++++ Passage extrait ++++

Le centre-gauche israélien s’est effondré ces 20 derniers mois. Où est-il passé?
En avril 2019, les partis sionistes qui ne s'identifient pas comme "de droite" ont remporté 49 sièges à la Knesset. Ils en ont maintenant 26. Où sont passés 47 % du centre-gauche ?

Il y a une vieille blague que l’on entend parfois de la part des députés de droite siégeant à la Knesset à Jérusalem, lorsque le son d’une sirène d’ambulance retentit à travers une fenêtre.
« C’est soit un électeur de gauche qui meurt, soit un électeur de droite qui naît », dit-on.
Cette boutade, comme toutes les blagues, s’inspire de la vérité. Il existe une réalité démographique que la gauche israélienne n’a pas encore sérieusement prise en compte, bien qu’elle soit connue depuis des décennies. La politique israélienne est tribale, les allégeances partisanes se divisant généralement en fonction de différences culturelles et religieuses profondément ancrées, et les personnes les plus à gauche de cette catégorie démographique sont de moins en moins nombreuses et de plus en plus âgées.
Il existe une « tribu ‘Tel Aviv’ laïque et moderne », note Shmuel Rosner, analyste et rédacteur en chef de themadad.com, un site qui suit les sondages politiques et propose des analyses sur les complexités byzantines des mathématiques de la coalition israélienne.
Mais cette tribu de gauche est entravée par sa faiblesse démographique. « Elle joue toujours d’une mauvaise main, parce que son réservoir de votes potentiels est petit », dit Rosner. Petit comment ? « Si vous regardez la population, il y a environ 40 % qui sont au centre et à gauche », dit Rosner.

Toute tentative du centre-gauche pour gagner le pouvoir politique commence par ce désavantage fondamental : son noyau démographique est une minorité – au mieux une pluralité – dans la société israélienne.
La gauche s’effondre
Le Times of Israel s’est adressé à Rosner cette semaine non pas pour cette vision à long-terme, mais pour répondre à une question bien plus immédiate et déroutante.

++++

# Consigne donnée
Rédigez la suite de l'article sur l'effondrement du centre-gauche israélien, à partir de sa dernière phrase.

++++ Jeu de données ++++

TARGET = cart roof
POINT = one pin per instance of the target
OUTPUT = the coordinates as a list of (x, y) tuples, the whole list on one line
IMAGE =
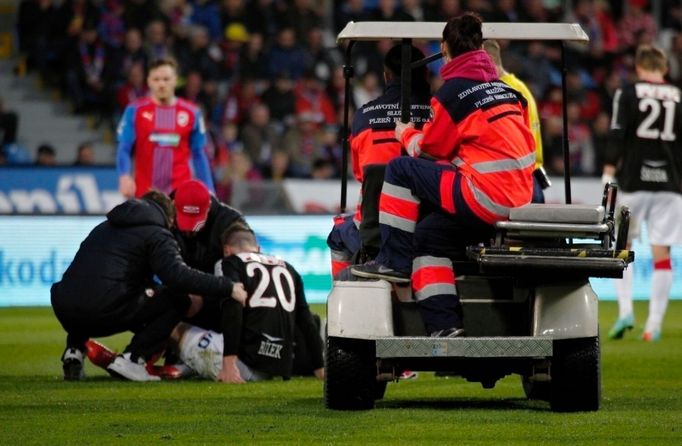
[(434, 31)]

++++

# Réponse produite
Le Madad, ou « index » en hébreu, a pour conseiller scientifique le professeur Camil Fuchs, collaborateur de longue date de Rosner, statisticien et ancien directeur de la School of Mathematical Sciences de l’université de Tel Aviv, qui est également l’un des enquêteurs politiques les plus prolifiques et les plus connus d’Israël.
Rosner et Fuchs sont des experts sur les divisions culturelles et religieuses d’Israël, ses « tribus ». Ils ont écrit un livre en 2018 (publié dans une traduction anglaise en 2019) intitulé « #IsraeliJudaism », qui décrit, à l’aide d’enquêtes et d’outils statistiques, les profonds changements qui se produisent dans les identités religieuses – et par extension politiques – des Juifs israéliens.
Le Madad, une nouvelle organisation, recueille les sondages politiques israéliens et utilise les données pour représenter graphiquement la montée et la chute de coalitions politiques potentielles et découvrir des tendances qui ne sont pas facilement visibles dans le flux d’informations quotidien.

Le site, dont l’outil « coalition monitor » est disponible en anglais, permet d’examiner un phénomène plus déroutant que le lent déclin de la démographie de gauche : L’évaporation en 20 mois de près de la moitié de l’électorat de centre-gauche.
(Les termes « gauche » et « centre-gauche » sont utilisés ici tels que les Israéliens les utilisent généralement, de manière interchangeable pour décrire les factions politiques et les circonscriptions sionistes qui ne se décrivent pas comme de « droite »).
Regardez l’ampleur de l’effondrement.
Lors des élections d’avril 2019, le centre-gauche (Kakhol lavan, Parti travailliste, Meretz et Koulanou, qui compte quatre sièges et dont les électeurs se décrivent pour la plupart comme étant de centre-gauche même si le chef du parti, Moshe Kahlon, est originaire du Likud) a remporté 49 sièges à la Knesset, soit 41 % des sièges de la Knesset.
Lors des élections de septembre de cette année-là, Kakhol lavan plus la gauche nouvellement réorganisée du Parti travailliste-Gesher et de l’Union démocratique (Koulanou avait fusionné avec le Likud et avait disparu) obtinrent 44 sièges.

Lors de la campagne de mars 2020, le même centre-gauche, désormais composé de Kakhol lavan et de la liste consolidée des Travaillistes-Gesher-Meretz, ne disposait plus que de 40 sièges.
Ce déclin constant a probablement joué un rôle dans la décision de Gantz de rejoindre un gouvernement d’union avec Netanyahu plutôt que de risquer une quatrième élection consécutive.
Mais le déclin s’est poursuivi. Un sondage réalisé le 7 août par le sondeur Mano Geva pour la Douzième chaîne a donné 35 sièges au centre-gauche (désormais composé de Kakhol lavan, Yesh Atid et Meretz), où la situation semblait se stabiliser jusqu’à début décembre. Les sondages effectués par le même sondeur les 18 octobre, 27 novembre et 3 décembre ont donné au même groupe de partis 33, 33 et 34 sièges respectivement.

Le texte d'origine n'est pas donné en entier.